◆ What to do
Provide the data again exactly, including every line that follows.

◆ Records for the exercise
= Beginning of Section =
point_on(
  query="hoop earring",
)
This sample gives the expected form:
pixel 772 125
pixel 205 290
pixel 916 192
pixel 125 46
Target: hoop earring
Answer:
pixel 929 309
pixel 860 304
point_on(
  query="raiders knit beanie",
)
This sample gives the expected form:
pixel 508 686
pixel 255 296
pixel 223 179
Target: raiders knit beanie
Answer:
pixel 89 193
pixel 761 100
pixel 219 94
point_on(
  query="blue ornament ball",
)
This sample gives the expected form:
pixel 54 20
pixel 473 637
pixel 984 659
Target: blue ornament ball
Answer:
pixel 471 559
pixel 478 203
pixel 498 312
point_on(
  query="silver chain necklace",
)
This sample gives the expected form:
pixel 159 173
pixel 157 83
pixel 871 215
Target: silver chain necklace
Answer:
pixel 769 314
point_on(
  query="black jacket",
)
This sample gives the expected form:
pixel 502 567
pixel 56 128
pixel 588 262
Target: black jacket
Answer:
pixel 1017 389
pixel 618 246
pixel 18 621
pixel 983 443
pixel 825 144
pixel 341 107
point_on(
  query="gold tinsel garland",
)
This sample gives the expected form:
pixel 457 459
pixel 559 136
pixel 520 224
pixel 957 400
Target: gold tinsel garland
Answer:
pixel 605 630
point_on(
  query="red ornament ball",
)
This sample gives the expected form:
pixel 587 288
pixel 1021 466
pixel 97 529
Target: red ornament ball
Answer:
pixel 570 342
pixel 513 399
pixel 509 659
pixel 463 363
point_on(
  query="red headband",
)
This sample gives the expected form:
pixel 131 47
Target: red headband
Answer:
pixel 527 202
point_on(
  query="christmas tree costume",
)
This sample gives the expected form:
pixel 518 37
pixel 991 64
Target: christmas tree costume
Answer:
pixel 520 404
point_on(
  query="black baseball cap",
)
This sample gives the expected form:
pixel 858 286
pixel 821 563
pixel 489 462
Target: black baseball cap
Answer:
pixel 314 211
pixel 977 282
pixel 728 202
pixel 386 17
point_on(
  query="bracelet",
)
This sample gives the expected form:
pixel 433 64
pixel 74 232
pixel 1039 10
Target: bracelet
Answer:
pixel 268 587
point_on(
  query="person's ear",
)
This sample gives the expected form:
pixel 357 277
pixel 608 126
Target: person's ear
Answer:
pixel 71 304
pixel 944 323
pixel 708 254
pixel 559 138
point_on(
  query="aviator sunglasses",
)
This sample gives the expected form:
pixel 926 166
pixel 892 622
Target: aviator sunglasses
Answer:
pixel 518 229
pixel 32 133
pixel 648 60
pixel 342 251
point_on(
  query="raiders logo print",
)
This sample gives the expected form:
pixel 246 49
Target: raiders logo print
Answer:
= End of Section =
◆ Response box
point_on(
  query="hoop earring",
)
This sample gives the expected form:
pixel 772 125
pixel 205 290
pixel 916 192
pixel 125 46
Target: hoop earring
Answer:
pixel 929 309
pixel 860 304
point_on(
  query="raiders knit beanie",
)
This sample gives the expected form:
pixel 508 686
pixel 255 296
pixel 223 179
Target: raiders knit beanie
Answer:
pixel 89 193
pixel 761 100
pixel 219 94
point_on(
  query="blue ornament ball",
)
This sample gives the expected form:
pixel 54 20
pixel 473 637
pixel 984 659
Target: blue ornament ball
Answer:
pixel 471 559
pixel 478 203
pixel 498 312
point_on(
  query="silver chain necklace",
)
This sample gives the expected form:
pixel 159 173
pixel 157 83
pixel 871 215
Target: silver chain necklace
Answer:
pixel 769 314
point_on(
  query="black jacket",
)
This sample gives the expected form:
pixel 502 567
pixel 56 128
pixel 588 262
Target: black jacket
Answer:
pixel 1017 389
pixel 618 246
pixel 18 621
pixel 983 443
pixel 825 144
pixel 341 107
point_on(
  query="gold tinsel garland",
)
This sample gives the expected form:
pixel 457 459
pixel 559 136
pixel 520 224
pixel 957 400
Target: gold tinsel garland
Answer:
pixel 605 630
point_on(
  query="red ornament ball",
)
This sample gives the expected form:
pixel 587 288
pixel 1021 466
pixel 97 529
Target: red ornament ball
Answer:
pixel 570 342
pixel 513 399
pixel 509 659
pixel 463 363
point_on(
  query="red headband",
)
This sample gives the expected form:
pixel 131 47
Target: red headband
Answer:
pixel 527 202
point_on(
  query="christmas tree costume",
)
This sample gives the expected form:
pixel 518 37
pixel 991 64
Target: christmas tree costume
Answer:
pixel 520 404
point_on(
  query="black baseball cap",
)
This sample gives the expected form:
pixel 858 286
pixel 821 563
pixel 489 462
Target: black baseball cap
Answer:
pixel 314 211
pixel 977 282
pixel 728 202
pixel 386 17
point_on(
  query="bracelet",
)
This sample gives the expected form:
pixel 433 64
pixel 74 232
pixel 1039 10
Target: bracelet
Answer:
pixel 268 587
point_on(
  query="person's ear",
)
This sample gives the expected form:
pixel 357 277
pixel 608 126
Target: person's ear
Answer:
pixel 71 304
pixel 944 323
pixel 708 254
pixel 559 138
point_on(
  query="aviator sunglasses",
)
This sample gives the expected form:
pixel 926 166
pixel 892 622
Target: aviator sunglasses
Answer:
pixel 518 229
pixel 32 133
pixel 648 60
pixel 342 251
point_on(
  query="raiders logo print",
)
This sample gives the expected form:
pixel 246 49
Target: raiders logo print
Answer:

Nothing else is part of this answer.